> _TEXT EXCERPT_:
---------------

How feminists have weaponised androgyny

Jan 19, 2018 by

by Melanie Phillips:

The culture war now raging over issues such as women’s pay, transgender or inappropriate sexual contact graphically illustrates the phenomenon I identified two decades ago.

I wrote a book called The Sex-Change Society: Feminised Britain and the Neutered Male. In this, I argued that the contract between the sexes had been destroyed, that women’s equality was being confused with identical outcomes, and that masculinity was being run out of town altogether with men being reduced to little more than sperm donors, walking wallets and occasional au-pairs.

You’ll doubtless be amazed to hear that no publisher would touch it. The book was eventually published by a think-tank, the Social Market Foundation, which at that time was aware of the damage being done by the onslaught against bedrock civilisational values – and for which I had written a pamphlet along these lines two years previously. By 1999, however, when The Sex-Change Society was actually published, the think-tank had changed hands and ideological colour and did its best to bury the book. It is now out of print.

In the cause of providing some context for the current uproar, I shall be reproducing here some edited extracts from the book which I hope will be of some interest. I start with passages from the chapter which spelled out the cultural disorder behind today’s explosive transgender issue.

The Myth of Androgyny

“Androgyny not only took feminist thinking a stage further. It arose out of the founding feminist belief that gender roles were socially constructed and that biology had little part to play. The question ‘nature or nurture?’, whether people are born with a fixed and unchangeable character or are moulded and shaped by experience, is one of the most profound and hotly disputed of all human inquiry. As Andrew Heywood has written, most feminists believe that sex differences are minor, and that human nature is androgynous with each sex possessing both male and female traits.

Gender roles thus become artificial constructs. Simone de Beauvoir wrote: ‘Women are made, they are not born’. What makes them, apparently, are society’s stereotypes, nailed firmly into place by the traditional family. According to Kate Millett, boys and girls were conditioned into roles within the family, ‘patriarchy’s chief institution’.

---------------

Data excerpts
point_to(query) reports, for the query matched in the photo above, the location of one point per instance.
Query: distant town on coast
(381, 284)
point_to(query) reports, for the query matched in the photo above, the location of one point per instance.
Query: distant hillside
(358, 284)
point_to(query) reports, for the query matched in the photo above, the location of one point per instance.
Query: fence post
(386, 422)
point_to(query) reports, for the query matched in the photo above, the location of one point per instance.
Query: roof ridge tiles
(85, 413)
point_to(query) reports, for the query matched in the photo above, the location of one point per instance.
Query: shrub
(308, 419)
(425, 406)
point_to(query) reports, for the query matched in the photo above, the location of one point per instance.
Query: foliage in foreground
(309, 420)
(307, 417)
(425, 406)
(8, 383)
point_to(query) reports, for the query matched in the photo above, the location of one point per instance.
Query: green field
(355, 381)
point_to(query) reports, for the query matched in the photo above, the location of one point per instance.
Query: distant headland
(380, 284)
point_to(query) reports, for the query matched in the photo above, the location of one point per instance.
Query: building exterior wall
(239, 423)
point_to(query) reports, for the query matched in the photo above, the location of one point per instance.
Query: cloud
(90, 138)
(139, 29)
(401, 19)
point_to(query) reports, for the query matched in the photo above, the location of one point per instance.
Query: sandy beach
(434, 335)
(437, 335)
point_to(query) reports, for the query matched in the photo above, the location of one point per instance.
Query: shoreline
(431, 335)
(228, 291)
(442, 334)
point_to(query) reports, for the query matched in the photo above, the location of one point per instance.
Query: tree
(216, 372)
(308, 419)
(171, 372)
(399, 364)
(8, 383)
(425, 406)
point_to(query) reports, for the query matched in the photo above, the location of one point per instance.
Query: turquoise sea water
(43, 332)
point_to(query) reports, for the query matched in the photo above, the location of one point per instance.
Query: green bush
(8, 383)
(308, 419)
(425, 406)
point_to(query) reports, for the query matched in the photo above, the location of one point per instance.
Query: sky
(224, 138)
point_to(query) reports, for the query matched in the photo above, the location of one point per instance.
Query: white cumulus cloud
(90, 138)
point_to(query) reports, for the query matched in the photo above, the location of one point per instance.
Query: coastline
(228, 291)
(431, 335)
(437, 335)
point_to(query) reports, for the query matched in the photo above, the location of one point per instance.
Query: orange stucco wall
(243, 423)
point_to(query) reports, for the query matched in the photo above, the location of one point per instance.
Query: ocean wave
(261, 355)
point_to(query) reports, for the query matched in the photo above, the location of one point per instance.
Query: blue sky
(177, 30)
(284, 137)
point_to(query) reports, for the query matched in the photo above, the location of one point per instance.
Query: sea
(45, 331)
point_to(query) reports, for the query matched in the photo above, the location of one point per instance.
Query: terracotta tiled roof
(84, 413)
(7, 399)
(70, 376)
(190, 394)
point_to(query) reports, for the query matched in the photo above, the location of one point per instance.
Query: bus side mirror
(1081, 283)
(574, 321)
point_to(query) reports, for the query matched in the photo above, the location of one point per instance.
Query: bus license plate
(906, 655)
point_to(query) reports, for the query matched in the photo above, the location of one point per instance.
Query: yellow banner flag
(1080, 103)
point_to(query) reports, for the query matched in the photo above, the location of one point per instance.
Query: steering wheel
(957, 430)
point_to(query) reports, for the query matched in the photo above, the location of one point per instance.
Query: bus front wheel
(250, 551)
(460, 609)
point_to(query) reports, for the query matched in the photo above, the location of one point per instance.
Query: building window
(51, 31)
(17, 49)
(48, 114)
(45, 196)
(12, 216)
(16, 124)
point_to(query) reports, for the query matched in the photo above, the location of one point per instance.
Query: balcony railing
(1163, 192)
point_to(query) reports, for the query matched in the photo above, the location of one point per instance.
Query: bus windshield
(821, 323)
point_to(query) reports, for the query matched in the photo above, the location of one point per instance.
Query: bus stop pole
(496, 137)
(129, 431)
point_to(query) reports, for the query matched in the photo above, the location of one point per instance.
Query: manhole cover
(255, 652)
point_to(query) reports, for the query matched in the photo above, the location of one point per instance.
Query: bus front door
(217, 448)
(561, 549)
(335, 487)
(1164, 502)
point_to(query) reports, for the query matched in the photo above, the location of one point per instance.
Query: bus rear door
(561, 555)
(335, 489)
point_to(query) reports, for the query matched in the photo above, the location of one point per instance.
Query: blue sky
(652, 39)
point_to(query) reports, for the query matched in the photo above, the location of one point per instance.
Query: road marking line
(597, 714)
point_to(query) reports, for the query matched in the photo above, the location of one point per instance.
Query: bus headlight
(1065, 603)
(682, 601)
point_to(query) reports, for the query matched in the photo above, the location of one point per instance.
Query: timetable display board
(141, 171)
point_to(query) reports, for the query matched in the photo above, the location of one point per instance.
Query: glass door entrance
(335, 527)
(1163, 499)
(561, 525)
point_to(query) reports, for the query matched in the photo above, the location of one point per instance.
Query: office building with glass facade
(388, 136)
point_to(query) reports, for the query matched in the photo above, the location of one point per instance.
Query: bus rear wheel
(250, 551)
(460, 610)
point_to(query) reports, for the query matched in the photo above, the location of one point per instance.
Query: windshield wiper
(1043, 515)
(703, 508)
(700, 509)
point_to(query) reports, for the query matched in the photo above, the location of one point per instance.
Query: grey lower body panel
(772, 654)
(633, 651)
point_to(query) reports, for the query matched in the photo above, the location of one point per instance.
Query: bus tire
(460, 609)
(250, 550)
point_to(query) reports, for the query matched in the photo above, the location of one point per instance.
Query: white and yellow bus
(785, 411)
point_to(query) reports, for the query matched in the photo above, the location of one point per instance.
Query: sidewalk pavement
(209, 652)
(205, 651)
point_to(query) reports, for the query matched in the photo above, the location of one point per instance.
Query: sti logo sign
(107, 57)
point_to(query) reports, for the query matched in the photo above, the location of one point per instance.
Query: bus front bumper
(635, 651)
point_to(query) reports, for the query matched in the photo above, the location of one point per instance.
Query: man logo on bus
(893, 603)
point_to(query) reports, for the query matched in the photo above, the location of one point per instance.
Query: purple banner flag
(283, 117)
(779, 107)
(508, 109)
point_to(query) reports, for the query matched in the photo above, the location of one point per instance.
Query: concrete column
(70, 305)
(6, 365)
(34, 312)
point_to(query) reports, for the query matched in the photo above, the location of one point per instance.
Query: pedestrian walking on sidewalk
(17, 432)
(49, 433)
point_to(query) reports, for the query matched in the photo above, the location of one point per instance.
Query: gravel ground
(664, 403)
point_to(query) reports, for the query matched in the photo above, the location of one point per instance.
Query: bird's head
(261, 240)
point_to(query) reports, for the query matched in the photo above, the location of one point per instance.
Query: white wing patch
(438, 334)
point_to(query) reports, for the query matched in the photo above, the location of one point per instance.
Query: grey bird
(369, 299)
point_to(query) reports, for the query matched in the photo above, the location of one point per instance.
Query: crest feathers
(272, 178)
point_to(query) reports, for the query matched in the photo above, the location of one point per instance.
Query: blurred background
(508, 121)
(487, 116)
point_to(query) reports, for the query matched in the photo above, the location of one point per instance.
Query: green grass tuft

---------------

> _LIST OF TASKS_:
a) List every writer whom the quoted book passage under the heading "The Myth of Androgyny" in the androgyny article names as a source of a view or quotation.
b) Reproduce the androgyny article word for word from "How feminists have" up to and including "and occasional au-pairs.".
c) Answer these questions using the androgyny article:
(i) In what year was The Sex-Change Society actually published?
(ii) Which think-tank published the book?
(iii) According to Kate Millett, what is "patriarchy's chief institution"?

> _SOLUTIONS TO THE PROBLEMS_:
a) Andrew Heywood, Simone de Beauvoir, Kate Millett

b)
How feminists have weaponised androgyny

Jan 19, 2018 by

by Melanie Phillips:

The culture war now raging over issues such as women’s pay, transgender or inappropriate sexual contact graphically illustrates the phenomenon I identified two decades ago.

I wrote a book called The Sex-Change Society: Feminised Britain and the Neutered Male. In this, I argued that the contract between the sexes had been destroyed, that women’s equality was being confused with identical outcomes, and that masculinity was being run out of town altogether with men being reduced to little more than sperm donors, walking wallets and occasional au-pairs.

c)
(i) 1999
(ii) The Social Market Foundation
(iii) The family